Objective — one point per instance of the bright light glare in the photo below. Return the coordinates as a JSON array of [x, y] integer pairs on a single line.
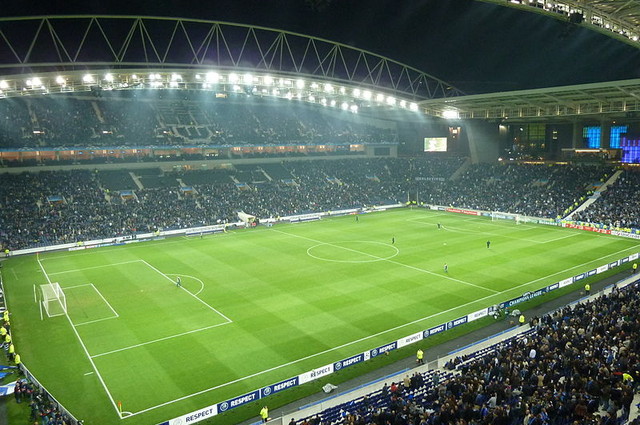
[[450, 114]]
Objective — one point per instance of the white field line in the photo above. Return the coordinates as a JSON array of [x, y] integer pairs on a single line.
[[194, 296], [94, 321], [75, 286], [390, 261], [158, 340], [95, 368], [194, 278], [370, 336], [94, 267], [105, 300]]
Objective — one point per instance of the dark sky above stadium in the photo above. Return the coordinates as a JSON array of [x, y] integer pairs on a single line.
[[477, 47]]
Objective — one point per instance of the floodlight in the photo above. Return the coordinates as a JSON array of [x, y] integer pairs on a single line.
[[212, 77], [450, 114]]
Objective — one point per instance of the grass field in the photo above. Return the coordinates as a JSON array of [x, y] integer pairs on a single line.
[[261, 305]]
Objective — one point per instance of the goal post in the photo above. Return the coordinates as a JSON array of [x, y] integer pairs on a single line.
[[53, 299]]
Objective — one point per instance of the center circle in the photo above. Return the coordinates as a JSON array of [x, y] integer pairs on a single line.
[[353, 251]]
● ● ● ● ● ● ●
### EXERCISE TASK
Put all the records above into a two-column CSV with the columns "label_request" and "points", one row per request. Place each request's text and its answer in a single quoted field with any line breaks changed to spaces, and omit the pictures.

### ANSWER TO THE TASK
label_request,points
"Objective — one point per instance of the bright light glare in the photo below. Return the coordinates as a JSON array of [x, y] integer pairs on a single line.","[[450, 114]]"
"Objective — one point per instance of the white field line in the photo above. Return the coordinates as a JSON array of [x, y] integer pairs on a single line.","[[194, 296], [94, 321], [75, 286], [390, 261], [158, 340], [95, 368], [194, 278], [370, 336], [94, 267], [105, 300]]"
"Objective — one point per instance of the dark sky above stadium in the photo above. Return the coordinates as a JSON array of [x, y] integer pairs on a single line.","[[477, 47]]"
"Objective — one point per instance of the floodlight in the photo above. Return the coordinates as a JSON array of [x, y] integer pairs on a single line.","[[212, 77], [450, 114]]"
"Objective — one point per instance of the grass field in the photo above. Return the coordinates as a JSON array of [x, y] integer pairs on a single line.","[[261, 305]]"
"Objective — one point per instance of the goal post in the photo above. Return the coordinates as a JSON array of [x, y] integer pairs on a single line.","[[53, 299]]"
"Objective — one point per instance of the center circle in the photo above. Return the coordinates as a JSON array of [x, y] integer pairs on a single line.","[[353, 251]]"